_Source document_
━━━━━━━━

Looks that affect Photography
 
Why is the photograph of the woman looking out from behind the wired window so effective? Behind the white wire a black head in a blue head scarf, is that the reason for the visual effect, or is there another frame in there focusing on its own agenda? Or is it perhaps because of the symbolism depicting the shut-inness of the woman looking out through life, secure from foreign eyes? The former makes it a good image, latter an “effective” one.
 
Just like the Yemenite vendor. The tiny shop resembling a street cupboard may be from a past era with its dagger and thick belts hanging from the doors and stacked on shelves in the back. Eventhough with the modern awning… Is it the time-traveling of the photograph, its autenticity, its uniqueness which whispers the photographer’s presence that makes it effective? Or the human factor of the vendor, tired and depressed, squatting in the narrow space of the shop with a gaze flowing out of the frame and seizing the whole of the image. Thus conveying a psyche that can be experienced by anyone anywhere at anytime.

━━━━━━━━

_Given records_

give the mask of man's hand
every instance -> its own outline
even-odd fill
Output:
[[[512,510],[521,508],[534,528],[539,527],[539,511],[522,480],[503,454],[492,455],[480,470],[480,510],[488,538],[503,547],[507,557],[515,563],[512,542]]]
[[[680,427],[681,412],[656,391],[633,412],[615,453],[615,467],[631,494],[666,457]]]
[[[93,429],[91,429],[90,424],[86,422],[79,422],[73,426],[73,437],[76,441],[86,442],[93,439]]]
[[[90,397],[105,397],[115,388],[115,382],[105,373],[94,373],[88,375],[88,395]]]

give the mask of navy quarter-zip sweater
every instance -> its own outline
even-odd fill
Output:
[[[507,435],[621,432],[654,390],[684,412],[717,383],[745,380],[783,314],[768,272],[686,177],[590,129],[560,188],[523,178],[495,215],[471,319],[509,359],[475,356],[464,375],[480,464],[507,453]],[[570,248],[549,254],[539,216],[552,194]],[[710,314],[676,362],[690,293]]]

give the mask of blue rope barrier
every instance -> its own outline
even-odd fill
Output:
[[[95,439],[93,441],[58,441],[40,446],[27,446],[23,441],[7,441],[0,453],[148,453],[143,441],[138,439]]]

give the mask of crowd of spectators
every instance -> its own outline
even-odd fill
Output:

━━━━━━━━

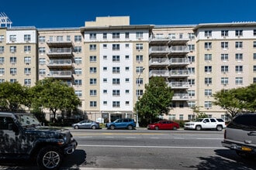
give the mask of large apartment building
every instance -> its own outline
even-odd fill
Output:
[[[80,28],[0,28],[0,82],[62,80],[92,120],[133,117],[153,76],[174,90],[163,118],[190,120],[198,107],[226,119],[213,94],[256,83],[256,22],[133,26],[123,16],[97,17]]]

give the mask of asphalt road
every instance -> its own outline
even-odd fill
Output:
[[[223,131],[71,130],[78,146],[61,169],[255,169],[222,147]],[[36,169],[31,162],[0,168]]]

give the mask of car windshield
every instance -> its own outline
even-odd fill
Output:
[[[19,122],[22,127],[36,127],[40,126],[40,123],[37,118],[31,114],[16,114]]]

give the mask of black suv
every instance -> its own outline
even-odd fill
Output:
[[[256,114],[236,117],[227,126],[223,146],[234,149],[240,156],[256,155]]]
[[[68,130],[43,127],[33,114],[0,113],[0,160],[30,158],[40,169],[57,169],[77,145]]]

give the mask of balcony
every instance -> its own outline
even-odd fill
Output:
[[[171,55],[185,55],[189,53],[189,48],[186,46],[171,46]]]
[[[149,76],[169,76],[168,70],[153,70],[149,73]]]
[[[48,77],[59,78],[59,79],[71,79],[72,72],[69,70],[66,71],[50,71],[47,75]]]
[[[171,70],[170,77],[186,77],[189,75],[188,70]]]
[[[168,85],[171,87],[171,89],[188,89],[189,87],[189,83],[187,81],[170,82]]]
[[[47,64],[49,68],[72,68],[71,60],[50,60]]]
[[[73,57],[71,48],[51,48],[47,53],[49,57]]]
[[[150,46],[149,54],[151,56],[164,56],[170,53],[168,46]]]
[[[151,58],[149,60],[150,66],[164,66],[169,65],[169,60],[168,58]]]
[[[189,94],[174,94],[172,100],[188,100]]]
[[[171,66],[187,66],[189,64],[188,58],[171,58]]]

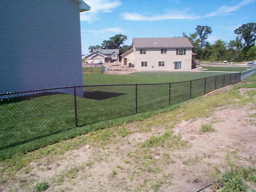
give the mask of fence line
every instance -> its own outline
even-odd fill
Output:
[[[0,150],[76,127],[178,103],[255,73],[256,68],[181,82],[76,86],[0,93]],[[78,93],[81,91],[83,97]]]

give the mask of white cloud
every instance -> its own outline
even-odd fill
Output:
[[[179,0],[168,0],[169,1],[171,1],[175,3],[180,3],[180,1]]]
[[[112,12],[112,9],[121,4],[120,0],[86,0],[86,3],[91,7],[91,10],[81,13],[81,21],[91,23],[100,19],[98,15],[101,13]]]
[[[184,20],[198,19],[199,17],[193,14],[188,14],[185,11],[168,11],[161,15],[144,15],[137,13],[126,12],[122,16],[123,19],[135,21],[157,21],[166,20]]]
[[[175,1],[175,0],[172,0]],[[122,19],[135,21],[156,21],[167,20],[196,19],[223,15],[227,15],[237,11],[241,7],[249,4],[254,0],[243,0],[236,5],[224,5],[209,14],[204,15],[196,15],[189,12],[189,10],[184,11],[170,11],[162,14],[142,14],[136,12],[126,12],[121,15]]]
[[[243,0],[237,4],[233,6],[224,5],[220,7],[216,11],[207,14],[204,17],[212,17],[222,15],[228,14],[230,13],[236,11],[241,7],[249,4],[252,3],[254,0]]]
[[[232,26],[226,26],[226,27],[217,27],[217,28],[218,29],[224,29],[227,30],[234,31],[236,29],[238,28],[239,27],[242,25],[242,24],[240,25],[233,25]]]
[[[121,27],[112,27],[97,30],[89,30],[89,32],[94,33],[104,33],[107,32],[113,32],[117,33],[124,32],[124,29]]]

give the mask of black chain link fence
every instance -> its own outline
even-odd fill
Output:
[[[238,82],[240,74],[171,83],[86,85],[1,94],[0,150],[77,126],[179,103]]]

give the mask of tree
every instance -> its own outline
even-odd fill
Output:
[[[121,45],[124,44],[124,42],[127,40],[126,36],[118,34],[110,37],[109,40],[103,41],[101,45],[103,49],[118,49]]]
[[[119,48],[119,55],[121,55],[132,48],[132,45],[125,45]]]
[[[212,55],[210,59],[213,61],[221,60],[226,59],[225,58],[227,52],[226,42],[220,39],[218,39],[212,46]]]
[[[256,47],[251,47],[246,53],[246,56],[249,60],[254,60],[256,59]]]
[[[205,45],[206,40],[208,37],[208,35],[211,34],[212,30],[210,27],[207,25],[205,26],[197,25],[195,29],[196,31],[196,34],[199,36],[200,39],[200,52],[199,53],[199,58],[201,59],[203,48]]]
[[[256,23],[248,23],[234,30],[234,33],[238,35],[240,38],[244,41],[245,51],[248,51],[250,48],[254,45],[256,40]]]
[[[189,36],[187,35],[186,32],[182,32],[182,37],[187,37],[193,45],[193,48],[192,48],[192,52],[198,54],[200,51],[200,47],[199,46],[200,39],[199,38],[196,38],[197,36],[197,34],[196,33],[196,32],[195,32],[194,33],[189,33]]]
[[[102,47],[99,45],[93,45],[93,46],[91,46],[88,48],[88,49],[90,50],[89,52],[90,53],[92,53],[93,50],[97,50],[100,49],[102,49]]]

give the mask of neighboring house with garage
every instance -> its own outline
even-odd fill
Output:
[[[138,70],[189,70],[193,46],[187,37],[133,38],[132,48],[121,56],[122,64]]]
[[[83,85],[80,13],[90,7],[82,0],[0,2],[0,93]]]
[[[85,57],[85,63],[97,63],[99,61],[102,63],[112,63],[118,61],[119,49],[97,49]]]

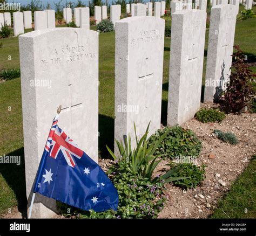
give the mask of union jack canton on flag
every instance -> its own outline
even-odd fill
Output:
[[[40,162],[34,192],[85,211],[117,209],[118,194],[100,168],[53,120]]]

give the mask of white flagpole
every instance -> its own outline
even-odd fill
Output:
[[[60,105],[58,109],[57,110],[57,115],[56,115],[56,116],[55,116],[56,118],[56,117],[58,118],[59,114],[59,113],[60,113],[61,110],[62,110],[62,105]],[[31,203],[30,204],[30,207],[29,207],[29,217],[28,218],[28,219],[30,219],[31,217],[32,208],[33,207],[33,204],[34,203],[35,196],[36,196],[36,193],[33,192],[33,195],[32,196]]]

━━━━━━━━

_Exercise set_
(1) Give again, word for word, the part of the photography essay that opens with the words containing "Just like the" and closes with "anywhere at anytime.".
(2) Based on the photography essay, decide whether each statement is true. Answer yes or no and quote the words of the essay that settle it.
(a) The woman in the photograph wears a blue head scarf.
(b) The Yemenite vendor is standing in his shop.
(c) The vendor's shop resembles a street cupboard.
(3) In the photography essay, which two words describe the Yemenite vendor?

_Task-by-task results_
(1)
Just like the Yemenite vendor. The tiny shop resembling a street cupboard may be from a past era with its dagger and thick belts hanging from the doors and stacked on shelves in the back. Eventhough with the modern awning… Is it the time-traveling of the photograph, its autenticity, its uniqueness which whispers the photographer’s presence that makes it effective? Or the human factor of the vendor, tired and depressed, squatting in the narrow space of the shop with a gaze flowing out of the frame and seizing the whole of the image. Thus conveying a psyche that can be experienced by anyone anywhere at anytime.

(2)
(a) Yes: "a black head in a blue head scarf"
(b) No: "squatting in the narrow space of the shop"
(c) Yes: "The tiny shop resembling a street cupboard"

(3) Tired and depressed.